-- RECORD EXTRACTS follows --

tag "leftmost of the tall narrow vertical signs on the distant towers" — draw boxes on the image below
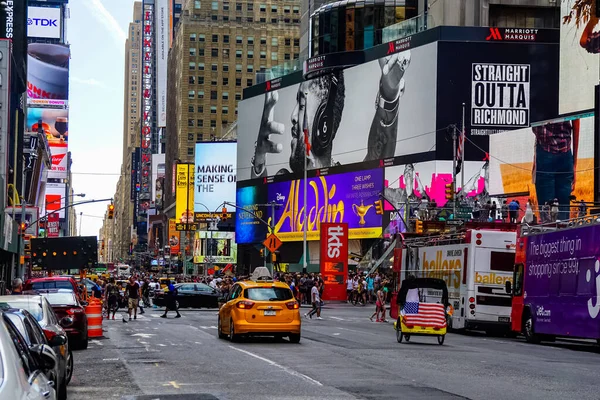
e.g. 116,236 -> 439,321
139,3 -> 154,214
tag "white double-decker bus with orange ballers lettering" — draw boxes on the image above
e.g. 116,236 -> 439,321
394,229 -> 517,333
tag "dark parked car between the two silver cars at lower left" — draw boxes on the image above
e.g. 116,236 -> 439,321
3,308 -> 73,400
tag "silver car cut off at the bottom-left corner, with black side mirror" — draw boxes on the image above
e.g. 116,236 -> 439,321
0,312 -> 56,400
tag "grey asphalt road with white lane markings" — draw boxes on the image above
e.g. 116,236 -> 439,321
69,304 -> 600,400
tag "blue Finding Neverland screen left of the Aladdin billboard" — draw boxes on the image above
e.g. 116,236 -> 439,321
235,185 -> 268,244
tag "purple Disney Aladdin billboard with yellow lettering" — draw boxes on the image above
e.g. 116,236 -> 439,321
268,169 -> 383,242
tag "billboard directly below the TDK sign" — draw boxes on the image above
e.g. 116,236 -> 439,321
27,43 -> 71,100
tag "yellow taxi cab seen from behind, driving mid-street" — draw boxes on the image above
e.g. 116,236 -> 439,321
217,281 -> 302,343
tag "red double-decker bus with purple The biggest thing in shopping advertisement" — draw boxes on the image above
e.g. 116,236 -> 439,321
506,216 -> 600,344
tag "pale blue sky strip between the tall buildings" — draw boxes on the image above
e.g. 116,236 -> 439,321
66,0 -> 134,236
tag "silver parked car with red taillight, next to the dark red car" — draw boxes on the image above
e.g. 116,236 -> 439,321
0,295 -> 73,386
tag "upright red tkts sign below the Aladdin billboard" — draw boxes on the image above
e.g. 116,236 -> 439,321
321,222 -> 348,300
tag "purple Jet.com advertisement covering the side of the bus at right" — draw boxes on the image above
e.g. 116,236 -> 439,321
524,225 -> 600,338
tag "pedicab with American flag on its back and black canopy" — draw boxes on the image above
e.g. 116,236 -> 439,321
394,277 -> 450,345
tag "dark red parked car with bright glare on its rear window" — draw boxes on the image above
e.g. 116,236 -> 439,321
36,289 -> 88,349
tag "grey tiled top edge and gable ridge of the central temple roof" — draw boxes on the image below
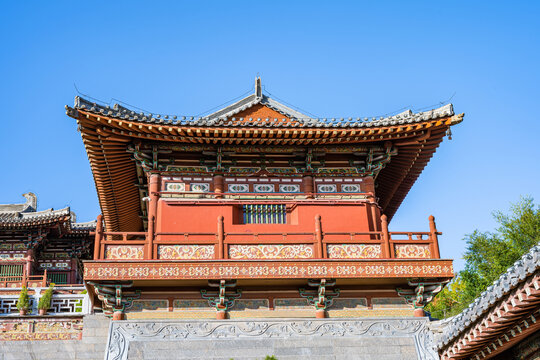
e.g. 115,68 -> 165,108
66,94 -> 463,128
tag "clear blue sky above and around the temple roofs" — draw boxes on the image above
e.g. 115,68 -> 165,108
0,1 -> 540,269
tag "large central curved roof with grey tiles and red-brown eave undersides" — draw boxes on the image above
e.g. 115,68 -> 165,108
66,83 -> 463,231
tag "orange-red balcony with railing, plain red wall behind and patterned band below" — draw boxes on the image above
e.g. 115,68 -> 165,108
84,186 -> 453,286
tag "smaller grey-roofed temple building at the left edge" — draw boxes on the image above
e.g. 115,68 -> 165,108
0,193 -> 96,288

-- RECORD EXTRACTS concluded --
-- RECORD EXTRACTS follows --

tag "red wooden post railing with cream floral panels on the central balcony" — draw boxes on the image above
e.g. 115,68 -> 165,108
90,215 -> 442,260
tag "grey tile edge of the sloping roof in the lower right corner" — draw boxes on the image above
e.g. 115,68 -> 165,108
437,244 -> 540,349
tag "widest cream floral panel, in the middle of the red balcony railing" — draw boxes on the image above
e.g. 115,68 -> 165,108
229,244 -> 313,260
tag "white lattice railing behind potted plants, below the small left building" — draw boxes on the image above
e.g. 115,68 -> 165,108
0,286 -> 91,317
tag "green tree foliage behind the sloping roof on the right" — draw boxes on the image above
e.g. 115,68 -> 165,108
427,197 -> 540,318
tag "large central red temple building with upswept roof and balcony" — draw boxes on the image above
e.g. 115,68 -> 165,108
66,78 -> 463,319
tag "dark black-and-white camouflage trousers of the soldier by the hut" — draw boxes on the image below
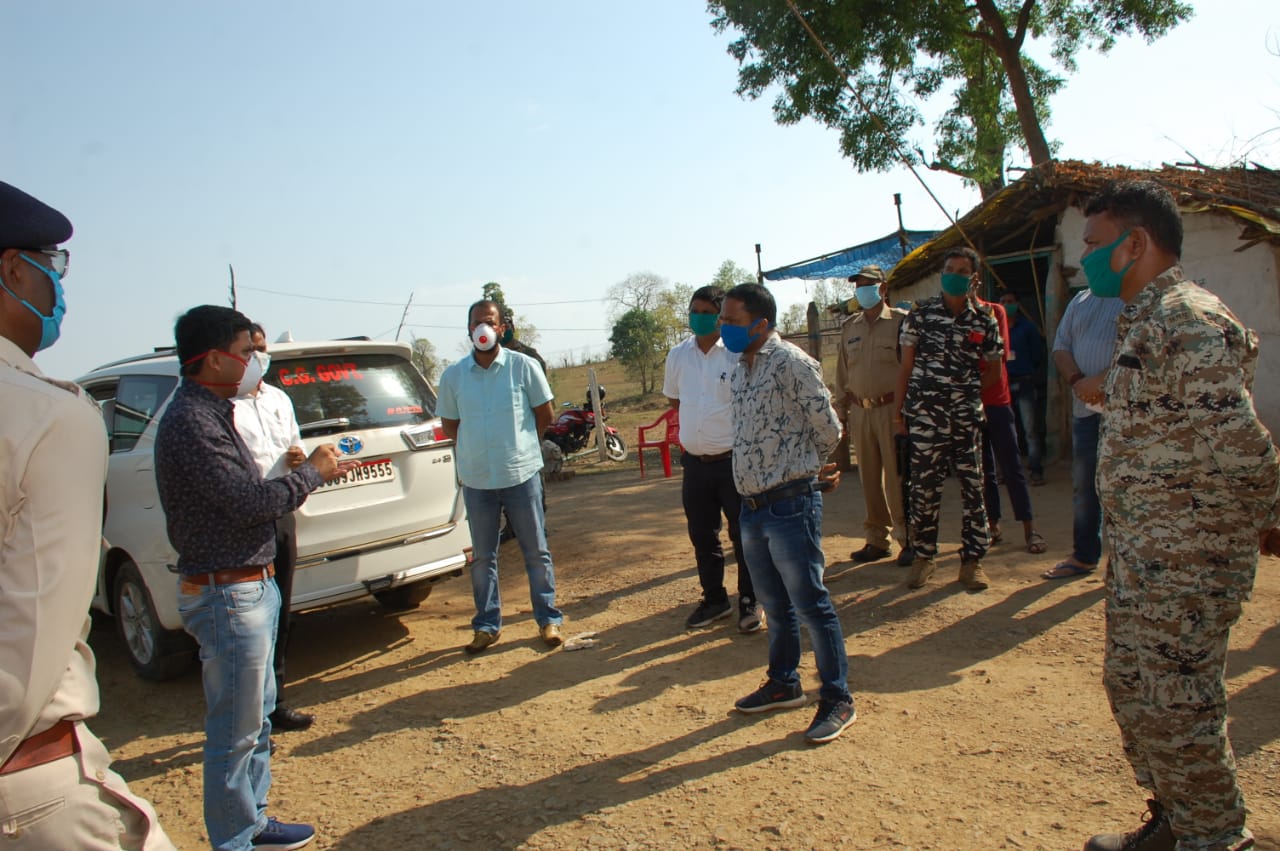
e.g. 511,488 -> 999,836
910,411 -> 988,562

-- RECORD EXTRACTS concluded --

### WHAT TO DO
For the data above, state how many lines contain "dark"; the number is the whole answer.

### OUTPUT BELOW
4